**TEXTO FORNECIDO:**
▬▬▬▬▬▬▬▬▬▬

Depois de décadas fazendo e falando sobre dietas que massacraram minha saúde e meu bom humor — já perdi muito cabelo junto com uns poucos quilos, já ganhei uma broncopneumonia durante uma dieta que restringia o consumo carboidratos, além de um desequilíbrio hormonal por consumir remédios para emagrecer — procuro fugir dessas preocupações na velocidade em que o diabo fugiria da cruz.
Já senti tanta vergonha do espaço que meu corpo ocupa no mundo que, agora, faço o exercício contrário. No último ano, comecei a usar com frequência dois casacos enormes, desproporcionais ao corpo mesmo. Eles têm ombreiras, cores chamativas que "engordam" e muito mais volume do que os meus ombros largos demandariam naturalmente. Resultado: sempre faço amizades com desconhecidos na rua por causa dos jaquetaços exagerados. Meu conselho para os jovens, hoje, seria "use jaquetaços e permita que seu corpo ocupe mais espaço. É gostoso demais".
Enquanto brinco de aceitar a expansão do meu corpo, escuto com tristeza as falas de colegas frustradas por não preencher padrões estéticos que ignoram qualquer diversidade natural. Gostaria muito de responder a esse tipo de fala com "conte comigo para tudo, menos para esse desabafo de um problema que nem é problema de verdade". Na falta de traquejo para isso, elogio outros atributos delas, desconverso, escrevo esse texto e torço para que pelo menos algumas dessas almas aflitas recebam a indireta do bem. Escutando pessoas que nos apreciam genuinamente, fica mais fácil trocar o mau hábito de conversar sobre dietas pelo bom hábito de conversar sobre bem-estar.

▬▬▬▬▬▬▬▬▬▬

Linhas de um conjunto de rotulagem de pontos

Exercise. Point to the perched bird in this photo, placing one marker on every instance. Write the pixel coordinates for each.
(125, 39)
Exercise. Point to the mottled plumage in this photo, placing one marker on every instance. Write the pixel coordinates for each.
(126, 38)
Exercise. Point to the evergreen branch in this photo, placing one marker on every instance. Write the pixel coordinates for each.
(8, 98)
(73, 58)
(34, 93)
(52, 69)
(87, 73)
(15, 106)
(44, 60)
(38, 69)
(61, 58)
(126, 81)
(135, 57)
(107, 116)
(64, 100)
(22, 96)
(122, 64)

▬▬▬▬▬▬▬▬▬▬

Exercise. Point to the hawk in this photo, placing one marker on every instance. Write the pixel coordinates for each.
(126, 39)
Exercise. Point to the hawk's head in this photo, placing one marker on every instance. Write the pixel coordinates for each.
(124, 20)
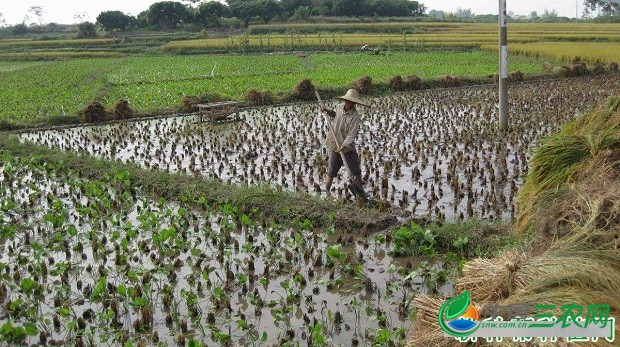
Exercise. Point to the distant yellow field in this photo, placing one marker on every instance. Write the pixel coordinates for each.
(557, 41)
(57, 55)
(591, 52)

▬▬▬▬▬▬▬▬▬▬

**O QUE FAZER:**
a. De acordo com o texto sobre dietas, que doença foi contraída durante uma dieta que restringia o consumo de carboidratos?
b. Prossiga com o texto sobre dietas e aceitação do corpo, começando logo após a última frase apresentada.

**RESPOSTAS:**
a. Uma broncopneumonia.

b.
Falar sobre saúde, aliás, é uma delícia. Tenho gastado muita saliva trocando dicas para uma nutrição melhor, para estirar a coluna achatada pelo trabalho em escritório, para melhorar a qualidade de vida. Particularmente, minha qualidade de vida só diminui quando confundo saúde com padrões estéticos. Desconfio que a beleza das pessoas emana principalmente do empenho em ser alguém agradável — primeiro para si mesmo, depois para aqueles que nos cercam.
Dito isso, há nada de errado com quem escolhe o body building como prioridade de vida, mas se convencer de que essa é a única forma possível de ser uma pessoa desejável é errado, sim. Feliz ou infelizmente, ainda temos conquistas mais urgentes a fazer do que um bumbum na nuca. Uma delas é o direito à autoestima e ao carinho pelo próprio corpo, seja ele como for. Mesmo que a intenção não seja essa, gente que despreza o próprio corpo costuma contagiar o entorno.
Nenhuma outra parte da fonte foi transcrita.